• **Excerpt provided**
--------------------------------------------------

Spectral magnitude representation for multi-band excitation speech coders

A method for encoding a speech signal into digital bits including the steps of dividing the speech signal into speech frames representing time intervals of the speech signal, determining voicing information for frequency bands of the speech frames, and determining spectral magnitudes representative of the magnitudes of the spectrum at determined frequencies across the frequency bands. The method further includes quantizing and encoding the spectral magnitudes and the voicing information. The steps of determining, quantizing and encoding the spectral magnitudes is done is such a manner that the spectral magnitudes independent of voicing information are available for later synthesizing.

--------------------------------------------------

• **Given records**
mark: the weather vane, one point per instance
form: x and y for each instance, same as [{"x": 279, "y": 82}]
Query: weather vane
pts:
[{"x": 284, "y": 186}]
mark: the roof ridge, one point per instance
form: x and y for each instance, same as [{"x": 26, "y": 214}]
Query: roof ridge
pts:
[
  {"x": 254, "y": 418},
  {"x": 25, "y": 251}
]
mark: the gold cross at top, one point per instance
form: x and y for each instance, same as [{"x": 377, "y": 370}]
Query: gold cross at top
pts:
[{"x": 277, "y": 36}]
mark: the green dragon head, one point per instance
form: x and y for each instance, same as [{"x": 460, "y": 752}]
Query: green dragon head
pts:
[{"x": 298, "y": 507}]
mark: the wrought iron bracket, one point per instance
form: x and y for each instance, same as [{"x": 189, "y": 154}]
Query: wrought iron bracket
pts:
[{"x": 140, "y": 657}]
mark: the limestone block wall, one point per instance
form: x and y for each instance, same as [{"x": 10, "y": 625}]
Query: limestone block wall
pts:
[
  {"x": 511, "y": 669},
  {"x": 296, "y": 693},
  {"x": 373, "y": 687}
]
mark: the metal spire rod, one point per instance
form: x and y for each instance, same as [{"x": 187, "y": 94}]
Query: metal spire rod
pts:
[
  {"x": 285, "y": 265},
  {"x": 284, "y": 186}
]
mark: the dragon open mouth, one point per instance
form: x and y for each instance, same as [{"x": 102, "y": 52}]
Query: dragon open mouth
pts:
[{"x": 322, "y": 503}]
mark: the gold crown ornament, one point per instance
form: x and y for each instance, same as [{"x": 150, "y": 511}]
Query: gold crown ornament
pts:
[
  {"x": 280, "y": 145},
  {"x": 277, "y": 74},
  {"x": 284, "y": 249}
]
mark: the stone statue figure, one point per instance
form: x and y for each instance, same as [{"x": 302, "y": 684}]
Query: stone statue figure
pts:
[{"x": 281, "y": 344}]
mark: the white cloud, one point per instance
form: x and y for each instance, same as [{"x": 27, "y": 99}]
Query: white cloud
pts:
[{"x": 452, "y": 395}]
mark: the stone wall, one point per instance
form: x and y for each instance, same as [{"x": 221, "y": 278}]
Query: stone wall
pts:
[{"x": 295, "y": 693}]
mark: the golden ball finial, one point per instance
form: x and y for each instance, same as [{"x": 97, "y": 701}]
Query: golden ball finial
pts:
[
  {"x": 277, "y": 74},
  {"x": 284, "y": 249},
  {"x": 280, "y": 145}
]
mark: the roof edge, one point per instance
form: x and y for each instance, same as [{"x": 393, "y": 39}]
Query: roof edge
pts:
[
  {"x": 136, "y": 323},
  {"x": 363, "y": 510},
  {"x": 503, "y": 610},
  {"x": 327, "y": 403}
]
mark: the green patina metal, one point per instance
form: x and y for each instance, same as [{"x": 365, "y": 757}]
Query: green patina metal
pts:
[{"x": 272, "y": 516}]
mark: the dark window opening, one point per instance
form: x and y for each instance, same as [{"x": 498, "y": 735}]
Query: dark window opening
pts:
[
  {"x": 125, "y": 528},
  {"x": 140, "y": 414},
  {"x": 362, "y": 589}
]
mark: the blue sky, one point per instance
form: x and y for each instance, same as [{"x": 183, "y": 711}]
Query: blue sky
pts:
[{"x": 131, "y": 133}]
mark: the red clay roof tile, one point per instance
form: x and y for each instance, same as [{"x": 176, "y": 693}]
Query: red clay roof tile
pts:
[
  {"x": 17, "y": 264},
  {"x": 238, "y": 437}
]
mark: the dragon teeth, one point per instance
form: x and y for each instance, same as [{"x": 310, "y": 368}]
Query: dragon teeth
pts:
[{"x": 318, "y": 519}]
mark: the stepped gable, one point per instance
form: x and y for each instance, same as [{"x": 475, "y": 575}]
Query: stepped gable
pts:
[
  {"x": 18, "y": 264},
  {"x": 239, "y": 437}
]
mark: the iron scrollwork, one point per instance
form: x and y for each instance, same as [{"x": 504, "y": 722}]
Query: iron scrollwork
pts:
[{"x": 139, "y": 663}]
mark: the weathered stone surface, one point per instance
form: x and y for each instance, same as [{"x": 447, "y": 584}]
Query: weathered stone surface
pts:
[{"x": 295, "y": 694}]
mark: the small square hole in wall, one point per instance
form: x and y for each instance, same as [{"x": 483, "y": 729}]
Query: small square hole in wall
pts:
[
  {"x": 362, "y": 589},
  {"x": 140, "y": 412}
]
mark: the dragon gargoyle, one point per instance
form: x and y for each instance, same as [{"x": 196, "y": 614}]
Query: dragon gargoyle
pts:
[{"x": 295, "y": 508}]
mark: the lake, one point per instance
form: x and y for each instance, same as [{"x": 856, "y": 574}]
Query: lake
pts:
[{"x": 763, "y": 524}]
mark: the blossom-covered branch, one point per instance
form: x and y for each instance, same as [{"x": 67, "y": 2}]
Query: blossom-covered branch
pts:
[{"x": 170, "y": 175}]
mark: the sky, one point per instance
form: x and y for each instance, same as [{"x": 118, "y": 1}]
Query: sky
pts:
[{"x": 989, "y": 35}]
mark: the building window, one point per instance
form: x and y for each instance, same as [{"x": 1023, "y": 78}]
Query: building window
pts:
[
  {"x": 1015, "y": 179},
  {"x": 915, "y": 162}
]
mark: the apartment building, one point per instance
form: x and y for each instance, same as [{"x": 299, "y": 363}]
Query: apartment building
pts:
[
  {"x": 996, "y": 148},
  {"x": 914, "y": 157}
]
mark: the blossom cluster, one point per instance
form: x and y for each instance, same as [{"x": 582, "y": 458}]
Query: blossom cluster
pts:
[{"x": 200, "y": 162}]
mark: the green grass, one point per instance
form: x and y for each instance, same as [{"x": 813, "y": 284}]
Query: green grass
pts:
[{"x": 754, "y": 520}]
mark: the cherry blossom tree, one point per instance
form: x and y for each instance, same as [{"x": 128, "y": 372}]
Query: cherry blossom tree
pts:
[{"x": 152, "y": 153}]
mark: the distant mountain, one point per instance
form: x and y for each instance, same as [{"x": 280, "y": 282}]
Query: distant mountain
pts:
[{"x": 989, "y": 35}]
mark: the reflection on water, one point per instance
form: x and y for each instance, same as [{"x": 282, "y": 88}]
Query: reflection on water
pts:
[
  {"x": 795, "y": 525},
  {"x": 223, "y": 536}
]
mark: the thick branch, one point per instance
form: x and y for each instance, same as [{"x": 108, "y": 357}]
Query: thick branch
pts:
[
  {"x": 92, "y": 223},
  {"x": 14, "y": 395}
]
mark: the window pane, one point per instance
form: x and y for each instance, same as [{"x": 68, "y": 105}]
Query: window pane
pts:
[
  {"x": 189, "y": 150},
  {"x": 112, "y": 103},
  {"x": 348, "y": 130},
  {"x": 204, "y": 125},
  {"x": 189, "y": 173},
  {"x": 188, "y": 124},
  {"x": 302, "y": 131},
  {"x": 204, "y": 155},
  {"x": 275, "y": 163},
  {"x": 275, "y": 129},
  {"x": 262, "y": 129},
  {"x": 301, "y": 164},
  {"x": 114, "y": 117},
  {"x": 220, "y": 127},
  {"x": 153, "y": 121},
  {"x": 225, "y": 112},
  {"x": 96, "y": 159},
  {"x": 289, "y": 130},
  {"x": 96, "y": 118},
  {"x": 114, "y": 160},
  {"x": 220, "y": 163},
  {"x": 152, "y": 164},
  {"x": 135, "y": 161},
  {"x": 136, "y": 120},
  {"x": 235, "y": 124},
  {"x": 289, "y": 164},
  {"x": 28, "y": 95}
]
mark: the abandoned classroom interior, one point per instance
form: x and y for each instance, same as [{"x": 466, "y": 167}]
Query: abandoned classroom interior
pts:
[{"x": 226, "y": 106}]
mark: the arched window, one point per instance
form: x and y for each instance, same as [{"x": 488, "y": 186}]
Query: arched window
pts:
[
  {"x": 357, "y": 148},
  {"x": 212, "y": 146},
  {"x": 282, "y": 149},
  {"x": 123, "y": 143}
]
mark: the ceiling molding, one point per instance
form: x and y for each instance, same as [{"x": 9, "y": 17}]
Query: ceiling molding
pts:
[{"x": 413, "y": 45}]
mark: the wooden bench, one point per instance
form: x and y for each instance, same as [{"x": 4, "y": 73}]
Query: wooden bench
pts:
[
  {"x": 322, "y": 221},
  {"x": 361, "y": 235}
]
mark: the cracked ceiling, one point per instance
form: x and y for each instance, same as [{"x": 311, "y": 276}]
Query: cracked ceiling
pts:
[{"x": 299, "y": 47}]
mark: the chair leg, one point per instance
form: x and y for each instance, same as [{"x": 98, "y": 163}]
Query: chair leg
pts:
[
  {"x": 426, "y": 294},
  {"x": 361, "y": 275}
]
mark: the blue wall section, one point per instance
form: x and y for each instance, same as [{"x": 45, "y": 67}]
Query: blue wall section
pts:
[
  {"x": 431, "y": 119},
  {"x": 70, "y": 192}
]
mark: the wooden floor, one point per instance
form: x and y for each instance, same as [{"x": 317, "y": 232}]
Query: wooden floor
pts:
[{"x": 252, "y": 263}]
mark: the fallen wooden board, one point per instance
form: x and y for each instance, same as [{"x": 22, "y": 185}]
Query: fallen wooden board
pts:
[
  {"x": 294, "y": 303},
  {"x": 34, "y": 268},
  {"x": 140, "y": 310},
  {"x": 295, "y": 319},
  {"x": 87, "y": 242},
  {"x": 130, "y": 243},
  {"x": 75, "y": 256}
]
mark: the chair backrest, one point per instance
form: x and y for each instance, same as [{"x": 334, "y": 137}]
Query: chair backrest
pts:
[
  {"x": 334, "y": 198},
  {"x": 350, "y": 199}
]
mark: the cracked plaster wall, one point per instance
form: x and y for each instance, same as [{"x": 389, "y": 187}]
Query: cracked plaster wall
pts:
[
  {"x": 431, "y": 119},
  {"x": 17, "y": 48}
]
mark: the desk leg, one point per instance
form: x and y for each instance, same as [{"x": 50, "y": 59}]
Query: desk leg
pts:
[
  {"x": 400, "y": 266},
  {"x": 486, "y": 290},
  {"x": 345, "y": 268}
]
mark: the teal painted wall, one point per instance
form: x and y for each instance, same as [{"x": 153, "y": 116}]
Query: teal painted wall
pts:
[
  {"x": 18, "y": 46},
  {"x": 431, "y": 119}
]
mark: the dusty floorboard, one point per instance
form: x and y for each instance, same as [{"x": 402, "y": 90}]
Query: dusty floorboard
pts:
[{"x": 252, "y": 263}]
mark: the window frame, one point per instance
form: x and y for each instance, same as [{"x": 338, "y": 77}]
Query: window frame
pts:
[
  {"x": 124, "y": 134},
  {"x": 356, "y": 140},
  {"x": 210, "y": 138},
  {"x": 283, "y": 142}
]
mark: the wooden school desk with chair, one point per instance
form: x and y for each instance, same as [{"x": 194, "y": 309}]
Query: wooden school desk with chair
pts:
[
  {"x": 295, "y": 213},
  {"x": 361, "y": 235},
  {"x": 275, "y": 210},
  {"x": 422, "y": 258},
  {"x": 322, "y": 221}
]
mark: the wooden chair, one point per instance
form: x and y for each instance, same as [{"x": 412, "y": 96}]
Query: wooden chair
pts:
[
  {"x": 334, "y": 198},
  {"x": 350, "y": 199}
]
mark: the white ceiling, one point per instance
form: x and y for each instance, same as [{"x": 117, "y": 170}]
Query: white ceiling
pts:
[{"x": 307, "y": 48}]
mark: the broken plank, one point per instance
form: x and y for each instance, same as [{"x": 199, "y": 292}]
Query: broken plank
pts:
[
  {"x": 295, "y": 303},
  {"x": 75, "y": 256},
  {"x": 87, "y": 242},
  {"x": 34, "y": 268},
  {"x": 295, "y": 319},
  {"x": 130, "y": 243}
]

--------------------------------------------------

• **Requirements**
1) Does each statement below agree with the speech coder abstract above? Answer yes or no for each, quoting the words of the abstract that decide it.
(a) The method divides the speech signal into frames that represent time intervals of the signal.
(b) Voicing information is determined once for the whole signal rather than for frequency bands.
(c) The spectral magnitudes are quantized and encoded, but the voicing information is not.
2) According to the speech coder abstract above, what are the spectral magnitudes representative of?

• **Solved tasks**
1)
(a) Yes: "dividing the speech signal into speech frames representing time intervals of the speech signal"
(b) No: "determining voicing information for frequency bands of the speech frames"
(c) No: "quantizing and encoding the spectral magnitudes and the voicing information"

2) They represent the magnitudes of the spectrum at determined frequencies across the frequency bands.